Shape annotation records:
***

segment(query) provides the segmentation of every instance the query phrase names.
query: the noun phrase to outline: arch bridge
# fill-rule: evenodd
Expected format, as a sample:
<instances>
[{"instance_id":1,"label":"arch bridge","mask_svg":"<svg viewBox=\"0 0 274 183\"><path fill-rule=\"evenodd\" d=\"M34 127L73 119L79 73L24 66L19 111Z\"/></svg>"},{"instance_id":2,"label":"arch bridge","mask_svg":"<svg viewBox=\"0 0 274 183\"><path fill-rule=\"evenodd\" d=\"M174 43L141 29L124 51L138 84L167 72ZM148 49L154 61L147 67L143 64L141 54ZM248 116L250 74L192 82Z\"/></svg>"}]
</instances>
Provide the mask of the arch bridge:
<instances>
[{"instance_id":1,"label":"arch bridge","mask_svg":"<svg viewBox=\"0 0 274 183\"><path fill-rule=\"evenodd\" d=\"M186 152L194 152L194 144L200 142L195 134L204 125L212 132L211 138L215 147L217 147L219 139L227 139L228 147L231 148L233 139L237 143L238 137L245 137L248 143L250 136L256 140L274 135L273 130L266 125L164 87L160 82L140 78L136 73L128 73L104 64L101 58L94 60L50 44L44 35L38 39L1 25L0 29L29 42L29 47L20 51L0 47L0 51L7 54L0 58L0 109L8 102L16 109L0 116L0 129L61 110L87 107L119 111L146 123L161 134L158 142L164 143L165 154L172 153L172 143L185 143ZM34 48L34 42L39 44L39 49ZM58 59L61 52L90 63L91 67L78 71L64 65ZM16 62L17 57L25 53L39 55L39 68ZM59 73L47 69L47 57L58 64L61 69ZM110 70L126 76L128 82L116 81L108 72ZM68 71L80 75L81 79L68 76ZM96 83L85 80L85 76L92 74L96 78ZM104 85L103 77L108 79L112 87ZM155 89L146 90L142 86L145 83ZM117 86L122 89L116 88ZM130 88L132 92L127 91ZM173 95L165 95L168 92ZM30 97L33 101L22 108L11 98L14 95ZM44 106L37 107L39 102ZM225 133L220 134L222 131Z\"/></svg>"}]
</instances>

***

Requirement. Report every line in the records above that contains the string "phrase", treating case as significant.

Response.
segment(query) provides the segmentation of every instance the query phrase names.
query: the noun phrase to outline: arch bridge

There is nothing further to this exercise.